Stored records:
*** Block opens ***
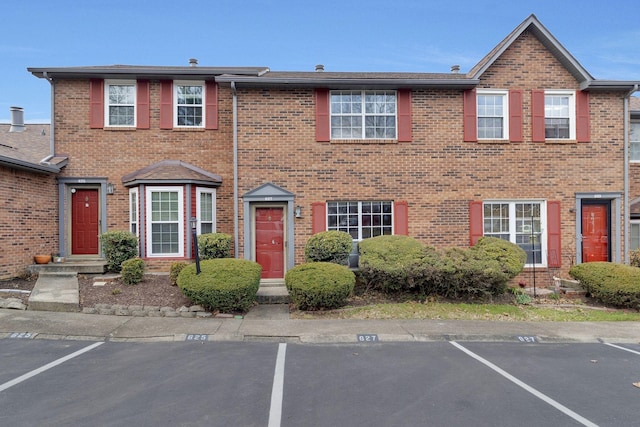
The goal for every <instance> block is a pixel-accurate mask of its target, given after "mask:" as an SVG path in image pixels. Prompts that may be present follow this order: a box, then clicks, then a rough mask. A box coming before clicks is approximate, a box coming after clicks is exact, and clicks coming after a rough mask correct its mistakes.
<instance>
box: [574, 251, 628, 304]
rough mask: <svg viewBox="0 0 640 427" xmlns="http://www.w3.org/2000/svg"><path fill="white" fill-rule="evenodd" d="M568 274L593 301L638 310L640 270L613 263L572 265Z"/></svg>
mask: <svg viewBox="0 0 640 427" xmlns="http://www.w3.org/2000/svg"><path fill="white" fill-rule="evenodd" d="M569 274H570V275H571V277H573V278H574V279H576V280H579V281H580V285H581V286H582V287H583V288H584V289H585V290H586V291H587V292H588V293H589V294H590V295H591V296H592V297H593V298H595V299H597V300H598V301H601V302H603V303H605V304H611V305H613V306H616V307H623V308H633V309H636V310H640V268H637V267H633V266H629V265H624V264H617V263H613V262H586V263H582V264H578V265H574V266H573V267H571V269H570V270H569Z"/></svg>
*** Block closes ***
*** Block opens ***
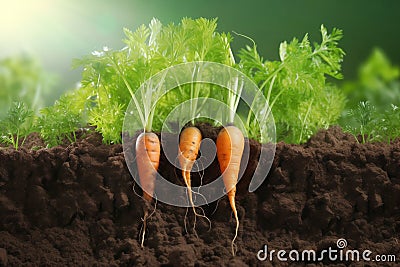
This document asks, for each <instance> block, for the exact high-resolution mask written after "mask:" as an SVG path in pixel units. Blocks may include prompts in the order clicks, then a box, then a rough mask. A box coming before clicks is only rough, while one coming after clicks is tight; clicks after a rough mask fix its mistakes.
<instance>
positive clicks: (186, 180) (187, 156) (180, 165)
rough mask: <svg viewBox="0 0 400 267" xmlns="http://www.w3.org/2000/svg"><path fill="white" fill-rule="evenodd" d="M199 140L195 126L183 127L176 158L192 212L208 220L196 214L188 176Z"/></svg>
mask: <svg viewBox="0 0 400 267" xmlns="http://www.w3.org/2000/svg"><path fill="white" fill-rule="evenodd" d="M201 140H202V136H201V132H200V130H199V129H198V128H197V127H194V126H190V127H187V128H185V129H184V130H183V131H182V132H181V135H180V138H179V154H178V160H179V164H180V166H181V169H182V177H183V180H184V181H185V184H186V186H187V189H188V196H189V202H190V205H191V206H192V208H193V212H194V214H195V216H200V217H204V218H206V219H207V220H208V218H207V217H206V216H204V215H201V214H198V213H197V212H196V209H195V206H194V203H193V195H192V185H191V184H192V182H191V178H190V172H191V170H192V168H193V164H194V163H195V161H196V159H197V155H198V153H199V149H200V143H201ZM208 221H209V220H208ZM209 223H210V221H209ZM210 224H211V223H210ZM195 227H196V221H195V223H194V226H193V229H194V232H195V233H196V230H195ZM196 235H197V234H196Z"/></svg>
*** Block closes ***
§ Task: Write out the data from the line containing "This document asks, for" through the line containing "positive clicks: (186, 180)", with no changes.

§ Task output:
This document asks, for each <instance> block, for the exact high-resolution mask written after "mask:" as an SVG path in pixel units. Blocks may include prompts in the order clicks, then a box, then a rough mask. A box coming before clicks is only rough, while one coming after clicks is tight; clicks after a rough mask fix its mistakes.
<instance>
positive clicks: (186, 180) (187, 156) (180, 165)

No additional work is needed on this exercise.